— DATA TO USE —
════════════════
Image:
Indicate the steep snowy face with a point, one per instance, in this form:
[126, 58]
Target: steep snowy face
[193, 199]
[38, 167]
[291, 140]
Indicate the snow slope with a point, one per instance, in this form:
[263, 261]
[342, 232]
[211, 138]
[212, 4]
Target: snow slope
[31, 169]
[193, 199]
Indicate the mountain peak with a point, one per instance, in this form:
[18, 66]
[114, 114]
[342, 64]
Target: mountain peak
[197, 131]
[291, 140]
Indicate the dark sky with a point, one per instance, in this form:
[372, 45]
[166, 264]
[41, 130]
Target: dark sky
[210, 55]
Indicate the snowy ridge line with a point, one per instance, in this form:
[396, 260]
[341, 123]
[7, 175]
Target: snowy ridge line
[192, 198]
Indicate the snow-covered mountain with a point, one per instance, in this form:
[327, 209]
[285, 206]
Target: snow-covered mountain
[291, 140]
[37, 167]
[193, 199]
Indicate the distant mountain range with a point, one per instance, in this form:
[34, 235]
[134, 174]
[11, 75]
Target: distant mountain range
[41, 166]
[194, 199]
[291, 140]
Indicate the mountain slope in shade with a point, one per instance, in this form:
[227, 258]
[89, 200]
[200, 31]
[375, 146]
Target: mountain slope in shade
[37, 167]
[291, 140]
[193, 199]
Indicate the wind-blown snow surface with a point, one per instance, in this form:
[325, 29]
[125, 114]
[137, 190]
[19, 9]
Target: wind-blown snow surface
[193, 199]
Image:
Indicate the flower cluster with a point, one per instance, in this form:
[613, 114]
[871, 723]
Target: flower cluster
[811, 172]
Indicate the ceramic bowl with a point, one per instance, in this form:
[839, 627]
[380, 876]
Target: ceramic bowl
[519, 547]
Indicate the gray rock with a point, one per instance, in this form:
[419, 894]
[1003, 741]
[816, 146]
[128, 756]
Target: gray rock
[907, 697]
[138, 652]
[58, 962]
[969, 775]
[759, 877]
════════════════
— AIM —
Render all of the entries above as a numbered list, one line per item, with blank lines left out.

— TASK ANSWER —
1. Image:
2. Indicate the steep snowy face with a point, one per instance, in this form:
3. [126, 58]
4. Target: steep snowy face
5. [193, 199]
6. [38, 167]
7. [291, 140]
8. Indicate the snow slope with a point, one per instance, in this form:
9. [263, 261]
10. [342, 232]
11. [211, 138]
12. [212, 4]
13. Target: snow slope
14. [31, 169]
15. [193, 199]
16. Indicate the mountain peak with a point, one per instance, in this form:
17. [18, 66]
18. [114, 114]
19. [342, 64]
20. Target: mountain peak
21. [197, 131]
22. [291, 140]
23. Indicate the dark sky with a point, one per instance, in this form:
24. [372, 45]
25. [166, 264]
26. [41, 130]
27. Target: dark sky
28. [210, 55]
29. Indicate the snowy ridge line with a point, one per instance, in this form:
30. [396, 260]
31. [341, 123]
32. [7, 175]
33. Target: snowy ridge line
34. [192, 198]
35. Indicate the snow-covered mountain with a point, one per instance, in this form:
36. [327, 209]
37. [285, 206]
38. Target: snow-covered mountain
39. [291, 140]
40. [37, 167]
41. [193, 199]
42. Indicate the distant mountain range with a point, one per instance, in this form:
43. [34, 235]
44. [134, 174]
45. [11, 75]
46. Target: distant mountain range
47. [41, 166]
48. [194, 199]
49. [291, 140]
50. Indicate the mountain slope in shade with a point, one per instance, in this form:
51. [227, 258]
52. [89, 200]
53. [200, 31]
54. [375, 146]
55. Target: mountain slope in shade
56. [37, 167]
57. [291, 140]
58. [193, 199]
59. Indicate the wind-blown snow surface with a point, one per instance, in this form:
60. [325, 29]
61. [125, 114]
62. [137, 190]
63. [19, 9]
64. Target: wind-blown snow surface
65. [193, 199]
66. Image:
67. Indicate the flower cluster with a point, one per instance, in this form:
68. [613, 114]
69. [871, 723]
70. Target: flower cluster
71. [811, 172]
72. Indicate the ceramic bowl with a point, one per instance, in this form:
73. [839, 627]
74. [380, 876]
75. Target: ceramic bowl
76. [519, 547]
77. Indicate the gray rock with a point, one per instance, in this form:
78. [419, 894]
79. [1003, 741]
80. [816, 146]
81. [128, 756]
82. Target: gray rock
83. [907, 697]
84. [138, 652]
85. [58, 962]
86. [969, 775]
87. [759, 877]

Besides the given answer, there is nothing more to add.